> **EXERCISE INSTRUCTIONS**
Lower down are entries containing pictures. Copy exactly, without those pictures, the lines from the line with "Target: green infield" through the line with "Tag the white".

***

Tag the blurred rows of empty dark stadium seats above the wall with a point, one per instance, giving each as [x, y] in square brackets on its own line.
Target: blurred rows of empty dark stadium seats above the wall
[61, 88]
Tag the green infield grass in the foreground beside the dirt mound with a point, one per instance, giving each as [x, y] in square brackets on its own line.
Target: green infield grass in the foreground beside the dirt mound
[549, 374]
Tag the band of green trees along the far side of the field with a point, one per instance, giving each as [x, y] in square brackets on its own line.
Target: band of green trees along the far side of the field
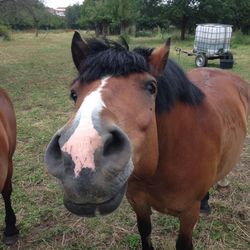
[128, 16]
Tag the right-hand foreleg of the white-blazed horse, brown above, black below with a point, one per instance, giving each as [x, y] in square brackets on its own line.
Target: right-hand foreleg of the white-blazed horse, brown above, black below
[188, 220]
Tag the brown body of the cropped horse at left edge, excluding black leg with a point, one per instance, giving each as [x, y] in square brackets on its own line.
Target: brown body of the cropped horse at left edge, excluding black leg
[7, 135]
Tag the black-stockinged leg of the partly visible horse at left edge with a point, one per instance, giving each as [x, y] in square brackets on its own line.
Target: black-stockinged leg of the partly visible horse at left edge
[10, 231]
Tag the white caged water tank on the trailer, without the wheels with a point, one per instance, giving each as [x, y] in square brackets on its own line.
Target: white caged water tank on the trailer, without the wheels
[212, 39]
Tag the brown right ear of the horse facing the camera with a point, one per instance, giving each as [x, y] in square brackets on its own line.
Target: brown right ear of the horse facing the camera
[158, 58]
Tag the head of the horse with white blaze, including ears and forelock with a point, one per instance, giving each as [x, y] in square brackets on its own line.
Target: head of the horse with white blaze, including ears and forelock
[113, 132]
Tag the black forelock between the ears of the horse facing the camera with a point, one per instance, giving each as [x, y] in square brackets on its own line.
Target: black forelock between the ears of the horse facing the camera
[106, 58]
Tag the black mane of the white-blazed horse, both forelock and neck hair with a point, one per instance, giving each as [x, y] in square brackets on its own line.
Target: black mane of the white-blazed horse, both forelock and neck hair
[111, 58]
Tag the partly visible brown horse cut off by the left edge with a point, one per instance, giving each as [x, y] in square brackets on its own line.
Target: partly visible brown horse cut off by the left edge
[7, 148]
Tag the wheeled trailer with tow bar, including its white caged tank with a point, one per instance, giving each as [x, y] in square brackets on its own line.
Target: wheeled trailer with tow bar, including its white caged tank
[212, 41]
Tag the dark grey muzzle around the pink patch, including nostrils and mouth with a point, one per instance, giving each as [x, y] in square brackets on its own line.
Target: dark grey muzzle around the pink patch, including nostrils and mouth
[97, 189]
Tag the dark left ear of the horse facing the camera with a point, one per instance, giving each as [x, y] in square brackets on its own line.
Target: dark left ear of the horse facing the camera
[79, 49]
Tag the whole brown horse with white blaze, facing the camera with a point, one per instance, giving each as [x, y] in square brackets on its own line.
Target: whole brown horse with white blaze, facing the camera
[143, 126]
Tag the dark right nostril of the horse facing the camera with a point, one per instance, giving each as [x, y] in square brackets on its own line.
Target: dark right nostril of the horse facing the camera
[114, 143]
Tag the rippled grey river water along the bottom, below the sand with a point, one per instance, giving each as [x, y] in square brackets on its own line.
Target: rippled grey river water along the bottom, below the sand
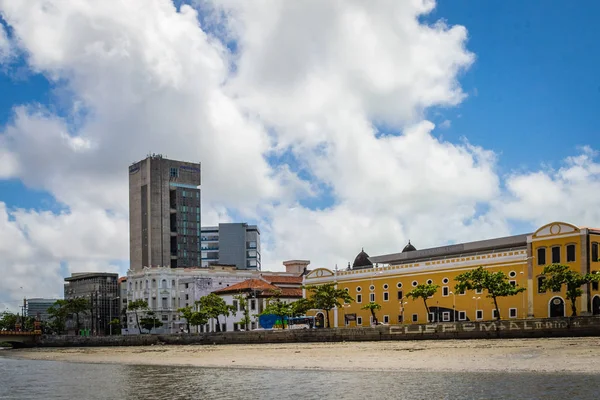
[25, 379]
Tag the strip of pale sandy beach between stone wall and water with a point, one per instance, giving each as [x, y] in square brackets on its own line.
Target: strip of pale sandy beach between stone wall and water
[547, 355]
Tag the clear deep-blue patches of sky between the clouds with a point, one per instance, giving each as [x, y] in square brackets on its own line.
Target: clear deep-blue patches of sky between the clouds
[534, 89]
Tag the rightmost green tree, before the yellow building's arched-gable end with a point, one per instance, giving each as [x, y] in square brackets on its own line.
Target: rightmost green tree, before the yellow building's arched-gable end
[559, 274]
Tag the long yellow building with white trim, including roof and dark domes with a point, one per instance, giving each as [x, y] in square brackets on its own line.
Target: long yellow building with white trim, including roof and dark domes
[387, 278]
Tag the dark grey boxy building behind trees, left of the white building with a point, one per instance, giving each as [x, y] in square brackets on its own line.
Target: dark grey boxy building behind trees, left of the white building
[100, 289]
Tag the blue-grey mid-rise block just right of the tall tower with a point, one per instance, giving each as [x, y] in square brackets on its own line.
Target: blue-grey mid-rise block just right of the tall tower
[231, 244]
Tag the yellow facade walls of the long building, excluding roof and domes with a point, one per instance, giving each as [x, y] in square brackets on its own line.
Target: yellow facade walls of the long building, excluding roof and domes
[515, 264]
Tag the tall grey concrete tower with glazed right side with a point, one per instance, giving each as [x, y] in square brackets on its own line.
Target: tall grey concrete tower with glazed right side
[164, 213]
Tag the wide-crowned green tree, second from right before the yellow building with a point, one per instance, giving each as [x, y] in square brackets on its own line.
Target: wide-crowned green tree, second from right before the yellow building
[495, 283]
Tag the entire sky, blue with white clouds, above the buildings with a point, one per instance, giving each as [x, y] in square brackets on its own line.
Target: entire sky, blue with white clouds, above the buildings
[332, 125]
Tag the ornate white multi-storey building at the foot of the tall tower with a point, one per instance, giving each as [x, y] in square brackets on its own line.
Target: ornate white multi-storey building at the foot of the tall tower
[168, 289]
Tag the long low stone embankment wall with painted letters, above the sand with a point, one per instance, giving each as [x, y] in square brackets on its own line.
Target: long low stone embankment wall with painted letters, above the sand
[529, 328]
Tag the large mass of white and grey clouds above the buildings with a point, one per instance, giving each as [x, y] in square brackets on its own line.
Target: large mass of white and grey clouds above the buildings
[324, 82]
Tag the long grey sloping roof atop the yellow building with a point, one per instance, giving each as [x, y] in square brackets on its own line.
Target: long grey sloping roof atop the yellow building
[454, 249]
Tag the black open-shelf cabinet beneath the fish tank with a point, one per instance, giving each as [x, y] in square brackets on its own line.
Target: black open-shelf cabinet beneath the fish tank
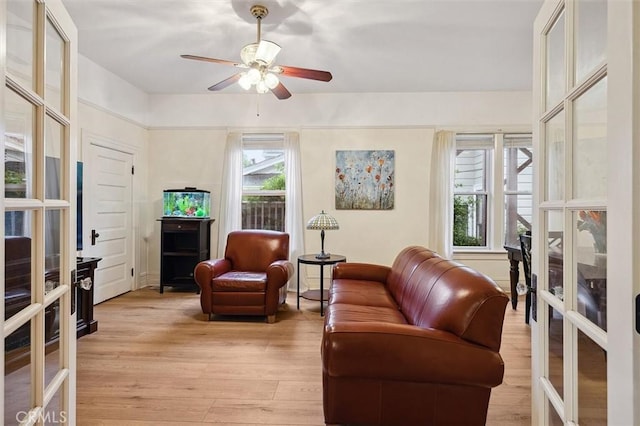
[184, 243]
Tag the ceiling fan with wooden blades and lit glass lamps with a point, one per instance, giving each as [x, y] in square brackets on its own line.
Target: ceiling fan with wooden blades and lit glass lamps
[260, 71]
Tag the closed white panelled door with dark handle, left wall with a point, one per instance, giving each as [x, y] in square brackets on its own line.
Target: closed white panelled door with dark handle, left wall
[108, 233]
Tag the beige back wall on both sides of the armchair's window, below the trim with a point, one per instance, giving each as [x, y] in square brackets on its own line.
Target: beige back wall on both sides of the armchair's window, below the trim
[180, 158]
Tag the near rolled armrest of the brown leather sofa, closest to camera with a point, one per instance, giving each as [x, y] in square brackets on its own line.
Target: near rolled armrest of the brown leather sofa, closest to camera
[383, 351]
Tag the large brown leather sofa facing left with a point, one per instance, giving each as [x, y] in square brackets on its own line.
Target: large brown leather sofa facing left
[416, 343]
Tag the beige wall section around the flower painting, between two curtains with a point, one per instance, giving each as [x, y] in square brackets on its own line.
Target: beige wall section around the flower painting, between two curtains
[368, 235]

***

> **EXERCISE SOLUTION**
Target: green infield grass in the foreground beside the dirt mound
[549, 374]
Tag the band of green trees along the far side of the field with a point, one per instance, giving each as [x, y] in square brackets on its own line.
Target: band of green trees along the far side of the field
[128, 16]
Tag the right-hand foreleg of the white-blazed horse, brown above, black below with a point, one per instance, giving each as [x, y] in square brackets on its own line.
Target: right-hand foreleg of the white-blazed horse, brown above, black below
[188, 220]
Tag the brown body of the cropped horse at left edge, excluding black leg with a point, one per instance, giving each as [x, y] in square brackets on its own line.
Target: brown body of the cropped horse at left edge, excluding black leg
[7, 135]
Tag the black-stockinged leg of the partly visible horse at left edge with a point, one per instance, giving each as [x, y] in square brackets on its own line.
Target: black-stockinged leg of the partly visible horse at left edge
[10, 231]
Tag the white caged water tank on the trailer, without the wheels with a point, one per instance, giving each as [x, y] in square brackets on its own line.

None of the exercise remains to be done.